___ Excerpted records
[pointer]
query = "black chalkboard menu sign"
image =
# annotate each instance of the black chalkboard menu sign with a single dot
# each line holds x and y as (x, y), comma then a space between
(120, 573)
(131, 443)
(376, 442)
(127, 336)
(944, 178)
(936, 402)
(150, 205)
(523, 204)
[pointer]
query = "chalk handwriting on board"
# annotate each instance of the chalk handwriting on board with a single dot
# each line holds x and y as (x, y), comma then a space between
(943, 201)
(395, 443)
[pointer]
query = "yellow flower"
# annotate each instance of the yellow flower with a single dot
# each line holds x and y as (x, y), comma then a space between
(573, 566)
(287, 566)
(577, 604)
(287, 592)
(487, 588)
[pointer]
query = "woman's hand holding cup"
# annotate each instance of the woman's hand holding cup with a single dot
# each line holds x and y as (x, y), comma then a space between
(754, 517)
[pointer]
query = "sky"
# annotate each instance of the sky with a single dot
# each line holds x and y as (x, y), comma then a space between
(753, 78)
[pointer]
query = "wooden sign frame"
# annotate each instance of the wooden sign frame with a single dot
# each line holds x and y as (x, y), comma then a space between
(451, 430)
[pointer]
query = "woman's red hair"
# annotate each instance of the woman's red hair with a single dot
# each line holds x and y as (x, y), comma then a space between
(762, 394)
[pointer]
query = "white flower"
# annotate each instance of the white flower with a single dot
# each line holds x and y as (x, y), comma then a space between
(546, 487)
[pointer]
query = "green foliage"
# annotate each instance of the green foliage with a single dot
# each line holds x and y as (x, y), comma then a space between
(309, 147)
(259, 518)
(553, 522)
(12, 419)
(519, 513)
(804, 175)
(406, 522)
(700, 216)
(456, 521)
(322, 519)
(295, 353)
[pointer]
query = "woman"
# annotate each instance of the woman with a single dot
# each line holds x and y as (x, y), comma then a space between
______
[Exercise brief] Retype the portion of the data above that starts on the line with "# annotate each instance of the chalk" and finishes on the line with "# annotate each instance of the wooden", including both of those lines.

[Worked solution]
# annotate each instance of the chalk handwriting on board with a single dot
# each line holds x and y as (x, y), comma then a space between
(943, 201)
(395, 443)
[pointer]
query = "yellow flower"
# annotate each instance of the yellow flower with a single dot
# each line holds x and y as (x, y), comma then a space between
(573, 566)
(287, 566)
(577, 604)
(287, 592)
(487, 588)
[pointer]
query = "woman's hand holding cup"
# annotate each instance of the woman's hand holding cup with a single dot
# each line holds x and y as (x, y), comma then a space between
(754, 517)
[pointer]
query = "sky"
# annotate each instance of the sky with a single dot
# each line holds x and y as (x, y), comma then a space between
(753, 78)
[pointer]
query = "wooden sign frame"
# annotate each instance of the wooden sign frame with a single dot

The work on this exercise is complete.